SOURCE EXCERPT:
═══
Here, -A specifies the module of our Celery object and tasks. The -Q option indicates that the worker will be using a low-, normal-, or high-priority queue. But first, we need to set task_create_missing_queues to True in the Celery setup. We also need to indicate the number of threads that the worker needs for task execution by adding the -c option. The -P option specifies the type of thread pool that the worker will be utilizing. By default, the Celery worker uses the prefork pool applicable to most CPU-bound transactions. Other options are solo, eventlet, and gevent, but our setup will be utilizing solo, the most suitable choice for running CPU-intensive tasks in a microservice environment. On the other hand, the -l option enables the logger we set using get_task_logger() during the setup. Now, there are also ways to monitor our running tasks and one of those options is to use the Flower tool.

Monitoring the tasks

Flower is Celery’s monitoring tool that observes and monitors all tasks executions by generating a real-time audit on a web-based platform. But first, we need to install it using pip:

pip install flower

And then, we run the following celery command with the flower option:

celery -A services.billing flower

To view the audit, we run http://localhost:5555/tasks on a browser. Figure 8.3 shows a Flower snapshot of an execution log incurred by the services.billing.tasks.create_total_payables_year_celery task:

Figure 8.3 – The Flower monitoring tool

Figure 8.3 – The Flower monitoring tool

So far, we have used Redis as our in-memory backend database for task results and a message broker. Let us now use another asynchronous message broker that can replace Redis, RabbitMQ.

Building message-driven transactions using RabbitMQ

RabbitMQ is a lightweight asynchronous message broker that supports multiple messaging protocols such as AMQP, STOM, WebSocket, and MQTT. It requires erlang before it works properly in Windows, Linux, or macOS. Its installer can be downloaded from https://www.rabbitmq.com/download.html.

Creating the Celery instance

Instead of using Redis as the broker, RabbitMQ is a better replacement as a message broker that will mediate messages between the client and the Celery worker threads. For multiple tasks, RabbitMQ can command the Celery worker to work on these tasks one at a time. The RabbitMQ broker is good for huge messages and it saves these messages to disk memory.

To start, we need to set up a new Celery instance that will utilize the RabbitMQ message broker using its guest account. We will use the AMQP protocol as the mechanism for a producer/consumer type of messaging setup. Here is the snippet that will replace the previous Celery configuration:

celery = Celery("services.billing",   
    broker='amqp://guest:[email protected]:5672',   
    result_backend='redis://localhost:6379/0', 
    include=["services.billing", "models", "config"])

Redis will still be the backend resource, as indicated in Celery’s backend_result, since it is still simple and easy to control and manage when message traffic increases. Let us now use the RabbitMQ to create and manage message-driven transactions.

Monitoring AMQP messaging

We can configure the RabbitMQ management dashboard to monitor the messages handled by RabbitMQ. After the setup, we can log in to the dashboard using the account details to set the broker. Figure 8.4 shows a screenshot of RabbitMQ’s analytics of a situation where the API services called the services.billing.tasks.create_total_payables_year_celery task several times:

Figure 8.4 – The RabbitMQ management tool

Figure 8.4 – The RabbitMQ management tool

If the RabbitMQ dashboard fails to capture the behavior of the tasks, the Flower tool will always be an option for gathering the details about the arguments, kwargs, UUID, state, and processing date of the tasks. And if RabbitMQ is not the right messaging tool, we can always resort to Apache Kafka.
═══
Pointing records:
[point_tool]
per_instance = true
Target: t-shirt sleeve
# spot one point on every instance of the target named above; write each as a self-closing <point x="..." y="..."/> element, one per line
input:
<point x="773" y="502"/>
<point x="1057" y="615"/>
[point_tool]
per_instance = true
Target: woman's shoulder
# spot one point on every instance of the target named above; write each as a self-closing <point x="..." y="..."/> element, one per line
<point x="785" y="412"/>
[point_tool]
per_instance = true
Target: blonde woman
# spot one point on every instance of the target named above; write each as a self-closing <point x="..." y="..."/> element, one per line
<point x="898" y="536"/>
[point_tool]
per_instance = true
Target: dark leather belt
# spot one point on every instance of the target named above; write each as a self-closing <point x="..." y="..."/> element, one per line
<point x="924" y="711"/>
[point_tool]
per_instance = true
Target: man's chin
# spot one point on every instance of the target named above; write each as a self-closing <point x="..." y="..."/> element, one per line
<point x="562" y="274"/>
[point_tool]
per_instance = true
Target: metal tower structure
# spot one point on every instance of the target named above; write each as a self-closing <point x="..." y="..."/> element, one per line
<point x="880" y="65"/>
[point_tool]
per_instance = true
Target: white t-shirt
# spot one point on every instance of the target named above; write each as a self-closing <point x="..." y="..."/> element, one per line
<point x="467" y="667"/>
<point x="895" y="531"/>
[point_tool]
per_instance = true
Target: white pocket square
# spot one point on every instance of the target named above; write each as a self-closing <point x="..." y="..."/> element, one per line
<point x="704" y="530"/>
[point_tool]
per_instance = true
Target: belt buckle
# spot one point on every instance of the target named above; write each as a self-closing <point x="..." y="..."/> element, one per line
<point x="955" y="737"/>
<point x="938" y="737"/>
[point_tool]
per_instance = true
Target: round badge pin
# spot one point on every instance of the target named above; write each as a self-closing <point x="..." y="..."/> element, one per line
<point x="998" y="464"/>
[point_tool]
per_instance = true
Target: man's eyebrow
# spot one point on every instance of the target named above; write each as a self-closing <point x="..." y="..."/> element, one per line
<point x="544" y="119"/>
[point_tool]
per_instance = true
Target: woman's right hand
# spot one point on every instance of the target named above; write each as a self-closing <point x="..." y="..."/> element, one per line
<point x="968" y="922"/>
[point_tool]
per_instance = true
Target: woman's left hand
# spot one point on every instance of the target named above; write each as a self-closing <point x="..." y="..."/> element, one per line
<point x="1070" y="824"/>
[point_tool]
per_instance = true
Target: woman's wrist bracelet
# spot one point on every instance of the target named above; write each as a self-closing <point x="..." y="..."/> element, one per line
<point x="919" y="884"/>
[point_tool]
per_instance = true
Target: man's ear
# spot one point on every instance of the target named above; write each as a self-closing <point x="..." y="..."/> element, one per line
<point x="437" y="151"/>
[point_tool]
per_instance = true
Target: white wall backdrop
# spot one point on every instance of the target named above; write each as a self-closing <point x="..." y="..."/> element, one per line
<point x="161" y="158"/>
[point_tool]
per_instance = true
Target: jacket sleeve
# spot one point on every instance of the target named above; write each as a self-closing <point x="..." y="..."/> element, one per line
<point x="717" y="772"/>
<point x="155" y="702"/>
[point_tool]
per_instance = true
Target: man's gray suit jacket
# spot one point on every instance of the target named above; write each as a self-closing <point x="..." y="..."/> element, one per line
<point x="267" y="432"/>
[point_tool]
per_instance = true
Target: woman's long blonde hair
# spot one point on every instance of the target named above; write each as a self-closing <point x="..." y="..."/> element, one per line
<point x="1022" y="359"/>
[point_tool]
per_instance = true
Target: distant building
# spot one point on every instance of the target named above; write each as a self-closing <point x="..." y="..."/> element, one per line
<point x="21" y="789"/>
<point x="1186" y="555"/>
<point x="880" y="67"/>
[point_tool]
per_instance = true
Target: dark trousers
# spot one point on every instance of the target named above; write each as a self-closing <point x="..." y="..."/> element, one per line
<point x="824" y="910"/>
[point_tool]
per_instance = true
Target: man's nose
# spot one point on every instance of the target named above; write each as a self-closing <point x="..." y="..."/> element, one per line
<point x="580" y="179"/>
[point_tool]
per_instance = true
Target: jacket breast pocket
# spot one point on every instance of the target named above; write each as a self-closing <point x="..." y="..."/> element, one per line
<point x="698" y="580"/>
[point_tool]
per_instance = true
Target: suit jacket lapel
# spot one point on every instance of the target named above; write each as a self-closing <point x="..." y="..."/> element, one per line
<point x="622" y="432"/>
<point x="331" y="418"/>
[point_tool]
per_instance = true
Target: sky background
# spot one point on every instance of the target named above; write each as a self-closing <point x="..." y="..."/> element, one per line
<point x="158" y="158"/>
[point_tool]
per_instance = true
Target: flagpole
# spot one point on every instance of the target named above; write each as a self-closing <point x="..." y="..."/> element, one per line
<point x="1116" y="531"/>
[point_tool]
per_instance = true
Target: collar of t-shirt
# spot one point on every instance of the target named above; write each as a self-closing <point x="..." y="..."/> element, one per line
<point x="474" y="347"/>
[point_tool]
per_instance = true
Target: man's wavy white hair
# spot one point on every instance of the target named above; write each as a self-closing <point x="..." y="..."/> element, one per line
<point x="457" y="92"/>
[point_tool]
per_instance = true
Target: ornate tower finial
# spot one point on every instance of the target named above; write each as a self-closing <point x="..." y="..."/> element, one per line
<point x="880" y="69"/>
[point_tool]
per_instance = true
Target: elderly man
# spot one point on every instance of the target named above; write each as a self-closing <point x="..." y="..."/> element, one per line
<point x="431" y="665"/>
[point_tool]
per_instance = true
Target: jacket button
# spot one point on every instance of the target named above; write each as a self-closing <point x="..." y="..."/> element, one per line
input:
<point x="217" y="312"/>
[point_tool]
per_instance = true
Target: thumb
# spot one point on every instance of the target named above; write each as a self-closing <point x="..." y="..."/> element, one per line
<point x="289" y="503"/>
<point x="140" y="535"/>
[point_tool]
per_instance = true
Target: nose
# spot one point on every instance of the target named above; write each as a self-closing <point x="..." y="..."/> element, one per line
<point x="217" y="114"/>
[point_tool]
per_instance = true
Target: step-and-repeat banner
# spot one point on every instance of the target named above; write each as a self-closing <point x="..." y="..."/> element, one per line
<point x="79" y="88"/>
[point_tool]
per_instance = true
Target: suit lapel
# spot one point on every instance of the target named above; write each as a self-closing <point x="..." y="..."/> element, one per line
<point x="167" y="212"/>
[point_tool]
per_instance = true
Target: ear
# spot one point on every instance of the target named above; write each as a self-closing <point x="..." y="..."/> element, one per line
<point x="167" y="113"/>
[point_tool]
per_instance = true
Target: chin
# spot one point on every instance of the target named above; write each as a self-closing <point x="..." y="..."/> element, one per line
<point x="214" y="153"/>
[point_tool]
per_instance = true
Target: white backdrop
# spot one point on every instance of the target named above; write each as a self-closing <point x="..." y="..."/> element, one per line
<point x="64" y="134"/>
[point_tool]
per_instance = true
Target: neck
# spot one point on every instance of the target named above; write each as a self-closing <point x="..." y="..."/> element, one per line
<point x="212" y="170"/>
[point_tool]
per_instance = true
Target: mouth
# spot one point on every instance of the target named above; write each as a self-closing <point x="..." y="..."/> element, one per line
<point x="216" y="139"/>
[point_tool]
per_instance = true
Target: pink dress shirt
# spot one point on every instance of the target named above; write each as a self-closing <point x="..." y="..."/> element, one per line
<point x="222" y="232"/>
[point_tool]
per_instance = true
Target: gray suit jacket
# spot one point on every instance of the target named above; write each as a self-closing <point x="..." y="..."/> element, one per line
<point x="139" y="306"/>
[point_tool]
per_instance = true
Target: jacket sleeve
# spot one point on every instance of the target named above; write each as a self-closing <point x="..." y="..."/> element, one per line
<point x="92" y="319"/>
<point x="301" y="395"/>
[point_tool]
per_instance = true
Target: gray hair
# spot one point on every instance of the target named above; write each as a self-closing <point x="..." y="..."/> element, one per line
═══
EXERCISE AIM: Copy everything in the Celery and RabbitMQ excerpt above, from "To start, we" down to "manage message-driven transactions.".

RESULT OF THE EXERCISE:
To start, we need to set up a new Celery instance that will utilize the RabbitMQ message broker using its guest account. We will use the AMQP protocol as the mechanism for a producer/consumer type of messaging setup. Here is the snippet that will replace the previous Celery configuration:

celery = Celery("services.billing",   
    broker='amqp://guest:[email protected]:5672',   
    result_backend='redis://localhost:6379/0', 
    include=["services.billing", "models", "config"])

Redis will still be the backend resource, as indicated in Celery’s backend_result, since it is still simple and easy to control and manage when message traffic increases. Let us now use the RabbitMQ to create and manage message-driven transactions.